**Aim:** Copy out the lines word for word, from the first one through the line containing "[[453, 394]]", including both of those lines. Leave out the pictures.
/---
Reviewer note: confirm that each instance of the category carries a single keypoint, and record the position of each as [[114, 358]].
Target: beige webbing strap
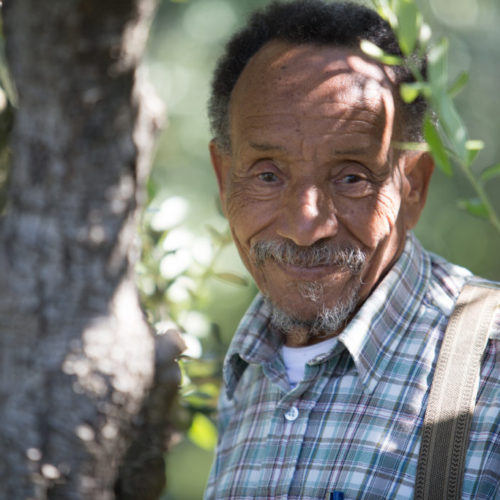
[[453, 393]]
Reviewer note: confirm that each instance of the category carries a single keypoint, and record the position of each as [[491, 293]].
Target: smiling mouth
[[312, 273]]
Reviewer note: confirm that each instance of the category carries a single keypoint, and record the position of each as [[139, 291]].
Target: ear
[[221, 162], [417, 172]]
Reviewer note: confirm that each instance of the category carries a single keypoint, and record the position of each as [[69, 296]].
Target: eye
[[350, 179], [268, 177]]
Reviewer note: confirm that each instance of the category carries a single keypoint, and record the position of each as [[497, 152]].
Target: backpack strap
[[453, 394]]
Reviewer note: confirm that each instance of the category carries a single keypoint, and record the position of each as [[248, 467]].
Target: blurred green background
[[190, 272]]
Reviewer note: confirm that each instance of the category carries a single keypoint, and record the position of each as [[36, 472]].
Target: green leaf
[[458, 84], [438, 67], [424, 35], [490, 173], [437, 147], [473, 147], [410, 91], [231, 278], [408, 25], [386, 12], [378, 54], [475, 207], [203, 432]]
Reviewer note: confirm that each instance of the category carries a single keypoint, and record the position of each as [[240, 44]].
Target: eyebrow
[[355, 151], [266, 146]]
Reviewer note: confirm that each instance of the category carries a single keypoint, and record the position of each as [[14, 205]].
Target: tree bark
[[84, 384]]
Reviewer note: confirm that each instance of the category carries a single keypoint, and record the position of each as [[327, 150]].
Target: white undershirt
[[296, 358]]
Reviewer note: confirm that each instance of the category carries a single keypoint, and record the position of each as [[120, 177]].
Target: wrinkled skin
[[311, 160]]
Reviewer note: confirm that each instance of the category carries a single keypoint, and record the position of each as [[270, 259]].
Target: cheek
[[376, 220]]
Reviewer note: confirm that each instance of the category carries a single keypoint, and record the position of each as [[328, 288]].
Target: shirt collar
[[371, 337], [374, 334]]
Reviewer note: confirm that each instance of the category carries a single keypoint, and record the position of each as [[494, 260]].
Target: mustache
[[322, 253]]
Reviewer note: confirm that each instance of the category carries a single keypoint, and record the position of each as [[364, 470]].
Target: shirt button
[[292, 414]]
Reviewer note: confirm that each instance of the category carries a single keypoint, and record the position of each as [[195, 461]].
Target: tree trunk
[[82, 402]]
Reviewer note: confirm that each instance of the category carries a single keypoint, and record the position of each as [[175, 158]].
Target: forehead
[[316, 87]]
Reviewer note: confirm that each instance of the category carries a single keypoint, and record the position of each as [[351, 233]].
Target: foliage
[[444, 129], [175, 278]]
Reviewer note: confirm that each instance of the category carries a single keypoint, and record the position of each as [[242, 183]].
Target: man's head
[[318, 199]]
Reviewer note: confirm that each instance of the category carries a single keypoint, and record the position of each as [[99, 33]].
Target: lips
[[314, 273]]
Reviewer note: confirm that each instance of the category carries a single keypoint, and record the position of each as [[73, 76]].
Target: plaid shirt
[[354, 423]]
\---
**Completed task:**
Reviewer note: confirm that each instance of the category carries a single keypoint, and record the position of each as [[114, 358]].
Target: beige webbing strap
[[453, 393]]
Reviewer note: confirm that each instance of the category carries a single keypoint, and record the position of each as [[491, 293]].
Target: smiling mouth
[[312, 273]]
Reviewer note: confirm that each instance of the category carries a single keypoint, and record the position of each as [[139, 291]].
Target: ear
[[221, 162], [417, 172]]
Reviewer note: confirm that each instance of the category carries a single keypoint, and record the position of each as [[69, 296]].
Target: eye
[[350, 179], [268, 177]]
Reviewer note: confirm that each instance of the category carries a single keypoint, and record the position of each as [[497, 152]].
Target: backpack strap
[[453, 394]]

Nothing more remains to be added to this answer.